DATA START
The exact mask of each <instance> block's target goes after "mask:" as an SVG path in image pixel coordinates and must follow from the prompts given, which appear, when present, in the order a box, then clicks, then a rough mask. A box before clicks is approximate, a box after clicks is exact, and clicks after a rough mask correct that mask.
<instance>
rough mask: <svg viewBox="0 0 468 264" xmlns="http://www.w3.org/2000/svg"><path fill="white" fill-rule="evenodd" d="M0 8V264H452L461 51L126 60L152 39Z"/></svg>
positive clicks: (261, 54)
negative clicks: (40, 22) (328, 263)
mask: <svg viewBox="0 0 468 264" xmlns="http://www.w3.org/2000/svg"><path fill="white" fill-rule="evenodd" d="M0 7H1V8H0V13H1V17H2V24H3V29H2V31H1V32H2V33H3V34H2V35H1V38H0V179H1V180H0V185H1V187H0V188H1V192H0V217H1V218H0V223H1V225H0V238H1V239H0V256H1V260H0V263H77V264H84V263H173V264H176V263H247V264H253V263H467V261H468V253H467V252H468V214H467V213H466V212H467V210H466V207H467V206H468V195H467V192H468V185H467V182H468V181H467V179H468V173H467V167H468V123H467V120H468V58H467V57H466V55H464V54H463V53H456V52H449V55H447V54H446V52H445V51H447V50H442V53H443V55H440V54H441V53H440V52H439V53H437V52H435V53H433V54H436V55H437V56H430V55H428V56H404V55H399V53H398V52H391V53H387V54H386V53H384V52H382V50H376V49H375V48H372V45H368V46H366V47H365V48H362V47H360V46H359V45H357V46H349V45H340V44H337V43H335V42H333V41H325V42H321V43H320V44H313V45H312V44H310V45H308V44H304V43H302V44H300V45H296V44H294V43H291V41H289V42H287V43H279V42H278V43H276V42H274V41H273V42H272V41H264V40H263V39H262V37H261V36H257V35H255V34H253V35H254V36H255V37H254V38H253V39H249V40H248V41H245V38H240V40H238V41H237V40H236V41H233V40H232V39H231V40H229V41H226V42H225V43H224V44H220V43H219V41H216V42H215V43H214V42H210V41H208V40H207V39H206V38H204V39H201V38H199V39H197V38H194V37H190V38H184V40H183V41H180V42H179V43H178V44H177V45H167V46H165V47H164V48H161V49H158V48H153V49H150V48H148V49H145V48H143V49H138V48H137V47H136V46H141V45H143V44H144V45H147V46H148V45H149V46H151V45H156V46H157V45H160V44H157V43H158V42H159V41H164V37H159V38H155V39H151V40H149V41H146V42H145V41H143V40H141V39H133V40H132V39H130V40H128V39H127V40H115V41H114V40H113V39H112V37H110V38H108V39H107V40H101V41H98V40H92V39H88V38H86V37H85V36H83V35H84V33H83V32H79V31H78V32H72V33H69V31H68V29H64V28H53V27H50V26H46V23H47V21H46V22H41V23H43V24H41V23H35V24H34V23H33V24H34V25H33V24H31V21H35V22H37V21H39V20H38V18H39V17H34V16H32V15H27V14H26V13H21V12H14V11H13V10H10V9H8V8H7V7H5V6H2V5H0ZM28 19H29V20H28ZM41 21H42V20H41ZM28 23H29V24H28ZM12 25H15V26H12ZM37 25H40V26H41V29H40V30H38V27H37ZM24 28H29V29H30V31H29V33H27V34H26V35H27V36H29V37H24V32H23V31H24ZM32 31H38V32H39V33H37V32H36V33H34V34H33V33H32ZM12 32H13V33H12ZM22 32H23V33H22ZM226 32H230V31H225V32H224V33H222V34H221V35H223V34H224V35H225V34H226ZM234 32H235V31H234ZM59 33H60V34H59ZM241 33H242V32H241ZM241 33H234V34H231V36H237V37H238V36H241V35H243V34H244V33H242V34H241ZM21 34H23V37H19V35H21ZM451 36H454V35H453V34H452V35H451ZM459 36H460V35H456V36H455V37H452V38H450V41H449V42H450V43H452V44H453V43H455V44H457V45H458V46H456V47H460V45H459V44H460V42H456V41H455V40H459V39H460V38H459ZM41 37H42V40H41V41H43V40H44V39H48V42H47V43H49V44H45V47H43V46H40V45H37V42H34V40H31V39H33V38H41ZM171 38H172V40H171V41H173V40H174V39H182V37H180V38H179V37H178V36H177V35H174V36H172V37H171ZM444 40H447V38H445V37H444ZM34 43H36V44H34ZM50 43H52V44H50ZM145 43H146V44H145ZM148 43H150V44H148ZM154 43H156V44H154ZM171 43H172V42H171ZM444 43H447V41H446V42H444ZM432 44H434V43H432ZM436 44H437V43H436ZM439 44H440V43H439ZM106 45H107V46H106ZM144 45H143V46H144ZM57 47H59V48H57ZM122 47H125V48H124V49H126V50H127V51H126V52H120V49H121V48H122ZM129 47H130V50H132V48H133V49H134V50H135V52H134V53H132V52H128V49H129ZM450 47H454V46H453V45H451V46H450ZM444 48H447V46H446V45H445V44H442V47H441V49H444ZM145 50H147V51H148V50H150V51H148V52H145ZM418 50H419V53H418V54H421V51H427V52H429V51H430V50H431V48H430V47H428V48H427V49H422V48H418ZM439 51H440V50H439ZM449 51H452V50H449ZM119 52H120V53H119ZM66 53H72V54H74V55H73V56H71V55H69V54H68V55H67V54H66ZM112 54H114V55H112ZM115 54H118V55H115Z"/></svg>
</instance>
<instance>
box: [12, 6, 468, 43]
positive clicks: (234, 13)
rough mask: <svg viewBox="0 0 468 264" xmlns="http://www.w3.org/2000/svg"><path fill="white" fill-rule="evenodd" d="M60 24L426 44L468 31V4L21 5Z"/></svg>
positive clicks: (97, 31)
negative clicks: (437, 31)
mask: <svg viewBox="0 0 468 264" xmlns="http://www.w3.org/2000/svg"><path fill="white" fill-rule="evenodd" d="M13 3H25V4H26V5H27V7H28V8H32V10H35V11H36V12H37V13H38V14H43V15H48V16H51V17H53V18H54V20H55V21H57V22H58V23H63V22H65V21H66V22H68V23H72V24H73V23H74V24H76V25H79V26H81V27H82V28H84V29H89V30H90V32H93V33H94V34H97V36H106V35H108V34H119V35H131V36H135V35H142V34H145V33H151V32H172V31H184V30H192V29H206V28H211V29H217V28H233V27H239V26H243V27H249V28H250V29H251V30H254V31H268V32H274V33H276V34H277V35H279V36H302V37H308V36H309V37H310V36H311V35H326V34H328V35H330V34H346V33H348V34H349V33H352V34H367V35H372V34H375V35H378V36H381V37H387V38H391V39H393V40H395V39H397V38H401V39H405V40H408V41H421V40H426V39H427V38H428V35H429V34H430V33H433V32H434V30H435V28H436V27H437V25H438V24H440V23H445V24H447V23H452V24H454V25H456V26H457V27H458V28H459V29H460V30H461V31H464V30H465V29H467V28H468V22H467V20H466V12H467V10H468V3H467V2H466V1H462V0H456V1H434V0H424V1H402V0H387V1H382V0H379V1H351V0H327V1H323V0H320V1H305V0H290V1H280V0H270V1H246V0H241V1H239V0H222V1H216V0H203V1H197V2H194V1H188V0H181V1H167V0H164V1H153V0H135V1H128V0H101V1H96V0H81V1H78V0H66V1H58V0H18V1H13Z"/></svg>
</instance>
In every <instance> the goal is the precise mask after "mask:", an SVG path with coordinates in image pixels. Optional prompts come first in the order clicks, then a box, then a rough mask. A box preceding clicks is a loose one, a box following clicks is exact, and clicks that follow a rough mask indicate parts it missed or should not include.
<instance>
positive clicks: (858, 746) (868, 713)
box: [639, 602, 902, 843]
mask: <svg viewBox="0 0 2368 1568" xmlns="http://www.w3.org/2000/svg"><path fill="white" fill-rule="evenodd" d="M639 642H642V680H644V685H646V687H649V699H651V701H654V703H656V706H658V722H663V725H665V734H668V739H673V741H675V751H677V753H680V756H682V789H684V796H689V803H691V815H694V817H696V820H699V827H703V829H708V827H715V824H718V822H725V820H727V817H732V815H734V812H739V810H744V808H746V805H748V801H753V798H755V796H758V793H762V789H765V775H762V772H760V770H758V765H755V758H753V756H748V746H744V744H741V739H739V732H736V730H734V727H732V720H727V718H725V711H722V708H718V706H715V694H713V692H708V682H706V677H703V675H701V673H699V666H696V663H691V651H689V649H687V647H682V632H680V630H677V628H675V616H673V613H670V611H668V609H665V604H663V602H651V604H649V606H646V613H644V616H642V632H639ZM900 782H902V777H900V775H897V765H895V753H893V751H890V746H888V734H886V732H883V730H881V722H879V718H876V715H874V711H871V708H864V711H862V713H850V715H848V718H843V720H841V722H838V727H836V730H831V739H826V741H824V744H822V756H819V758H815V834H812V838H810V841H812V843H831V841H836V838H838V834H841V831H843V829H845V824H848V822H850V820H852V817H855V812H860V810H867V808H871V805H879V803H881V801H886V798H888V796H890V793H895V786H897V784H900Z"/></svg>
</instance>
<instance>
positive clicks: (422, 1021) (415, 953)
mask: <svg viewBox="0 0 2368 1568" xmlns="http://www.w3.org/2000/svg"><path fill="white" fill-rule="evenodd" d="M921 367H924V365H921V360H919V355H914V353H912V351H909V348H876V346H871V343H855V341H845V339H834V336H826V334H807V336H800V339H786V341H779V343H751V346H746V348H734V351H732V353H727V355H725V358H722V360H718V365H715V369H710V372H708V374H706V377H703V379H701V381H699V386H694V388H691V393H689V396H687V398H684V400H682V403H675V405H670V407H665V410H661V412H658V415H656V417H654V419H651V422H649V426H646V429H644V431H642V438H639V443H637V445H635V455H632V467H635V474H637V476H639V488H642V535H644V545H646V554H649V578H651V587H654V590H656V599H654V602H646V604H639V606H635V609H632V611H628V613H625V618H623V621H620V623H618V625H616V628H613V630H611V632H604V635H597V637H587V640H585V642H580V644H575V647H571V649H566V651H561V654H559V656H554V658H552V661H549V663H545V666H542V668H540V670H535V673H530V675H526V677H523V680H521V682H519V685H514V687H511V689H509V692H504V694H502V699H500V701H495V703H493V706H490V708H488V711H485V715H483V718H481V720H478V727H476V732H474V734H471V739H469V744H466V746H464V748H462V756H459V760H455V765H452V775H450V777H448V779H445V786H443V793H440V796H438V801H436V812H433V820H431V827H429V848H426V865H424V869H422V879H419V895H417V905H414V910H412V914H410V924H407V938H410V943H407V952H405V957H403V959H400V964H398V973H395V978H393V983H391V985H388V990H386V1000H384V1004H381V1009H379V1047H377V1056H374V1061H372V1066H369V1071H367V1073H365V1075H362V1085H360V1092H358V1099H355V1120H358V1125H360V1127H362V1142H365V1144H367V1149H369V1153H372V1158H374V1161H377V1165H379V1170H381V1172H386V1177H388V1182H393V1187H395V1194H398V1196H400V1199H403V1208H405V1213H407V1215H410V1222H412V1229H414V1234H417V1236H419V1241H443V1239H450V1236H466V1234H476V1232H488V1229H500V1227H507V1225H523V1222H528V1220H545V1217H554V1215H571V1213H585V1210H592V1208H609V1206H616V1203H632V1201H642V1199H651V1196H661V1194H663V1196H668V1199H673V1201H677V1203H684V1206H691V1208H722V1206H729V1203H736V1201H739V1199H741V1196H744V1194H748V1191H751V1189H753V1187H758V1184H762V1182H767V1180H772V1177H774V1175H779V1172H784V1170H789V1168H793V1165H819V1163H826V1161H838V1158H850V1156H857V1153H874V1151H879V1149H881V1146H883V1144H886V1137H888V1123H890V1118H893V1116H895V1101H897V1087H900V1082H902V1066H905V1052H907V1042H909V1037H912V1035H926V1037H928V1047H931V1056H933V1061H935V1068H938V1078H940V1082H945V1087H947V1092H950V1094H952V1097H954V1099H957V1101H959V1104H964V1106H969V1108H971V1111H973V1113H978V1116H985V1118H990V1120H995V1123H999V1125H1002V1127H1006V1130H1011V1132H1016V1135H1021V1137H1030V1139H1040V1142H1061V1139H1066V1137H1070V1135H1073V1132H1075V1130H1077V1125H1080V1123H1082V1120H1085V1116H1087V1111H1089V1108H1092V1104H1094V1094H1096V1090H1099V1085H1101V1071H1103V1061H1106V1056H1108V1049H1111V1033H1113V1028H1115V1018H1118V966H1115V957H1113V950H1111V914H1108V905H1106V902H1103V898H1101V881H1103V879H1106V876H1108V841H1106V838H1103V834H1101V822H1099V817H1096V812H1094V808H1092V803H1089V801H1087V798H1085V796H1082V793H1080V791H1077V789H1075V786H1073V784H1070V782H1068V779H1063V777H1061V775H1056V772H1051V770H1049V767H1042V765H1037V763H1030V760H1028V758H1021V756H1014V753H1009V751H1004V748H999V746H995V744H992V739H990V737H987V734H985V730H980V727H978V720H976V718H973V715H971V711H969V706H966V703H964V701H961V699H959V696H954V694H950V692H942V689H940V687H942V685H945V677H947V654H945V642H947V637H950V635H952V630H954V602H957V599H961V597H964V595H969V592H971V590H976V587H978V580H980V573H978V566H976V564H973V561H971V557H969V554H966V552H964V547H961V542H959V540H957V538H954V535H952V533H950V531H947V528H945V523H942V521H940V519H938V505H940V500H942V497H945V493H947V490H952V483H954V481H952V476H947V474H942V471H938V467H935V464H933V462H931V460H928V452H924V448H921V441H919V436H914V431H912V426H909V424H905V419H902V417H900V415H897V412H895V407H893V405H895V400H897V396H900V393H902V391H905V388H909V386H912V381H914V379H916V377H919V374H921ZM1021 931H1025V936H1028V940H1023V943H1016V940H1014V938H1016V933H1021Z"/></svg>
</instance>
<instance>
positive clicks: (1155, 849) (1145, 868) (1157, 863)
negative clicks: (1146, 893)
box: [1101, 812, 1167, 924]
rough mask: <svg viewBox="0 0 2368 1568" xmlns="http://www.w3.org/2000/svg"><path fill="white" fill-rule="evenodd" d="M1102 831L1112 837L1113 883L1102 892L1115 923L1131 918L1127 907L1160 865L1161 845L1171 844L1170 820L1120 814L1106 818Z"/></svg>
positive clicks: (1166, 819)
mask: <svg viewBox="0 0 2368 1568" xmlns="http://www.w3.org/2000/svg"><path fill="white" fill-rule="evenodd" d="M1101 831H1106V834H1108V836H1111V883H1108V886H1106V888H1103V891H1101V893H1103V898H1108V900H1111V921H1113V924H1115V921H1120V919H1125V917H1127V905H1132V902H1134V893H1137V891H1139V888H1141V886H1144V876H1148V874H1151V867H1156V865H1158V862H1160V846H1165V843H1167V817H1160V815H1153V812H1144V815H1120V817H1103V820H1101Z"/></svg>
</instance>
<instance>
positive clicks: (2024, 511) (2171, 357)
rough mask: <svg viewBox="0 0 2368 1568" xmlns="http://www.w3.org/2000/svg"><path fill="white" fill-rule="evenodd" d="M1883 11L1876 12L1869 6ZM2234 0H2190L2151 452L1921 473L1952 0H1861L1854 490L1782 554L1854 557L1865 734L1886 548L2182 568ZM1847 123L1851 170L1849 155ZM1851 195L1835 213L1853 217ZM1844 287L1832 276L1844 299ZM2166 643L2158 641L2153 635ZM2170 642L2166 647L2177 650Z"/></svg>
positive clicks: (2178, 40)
DATA END
▶ [HOW TO COMPLETE THIS TASK]: Gather all lines from the records above in which "follow" appears.

▶ [FINAL ANSWER]:
The exact mask of each <instance> block's target goes after "mask:" as an SVG path in image pixel coordinates and must follow from the prompts given, which appear, when present, in the order a box, then clicks, then a rough mask. A box before clicks is approximate, a box after clicks is exact, and clicks after a rough mask correct that mask.
In every <instance> the goal is the precise mask after "mask:", an SVG path with coordinates in image pixels. Optional prompts come first in the order clicks, then a box, then a rough mask. A box preceding clicks is a loose one, a box following clicks is exact, and clicks that follow a rough mask indicate parts it missed or should not include.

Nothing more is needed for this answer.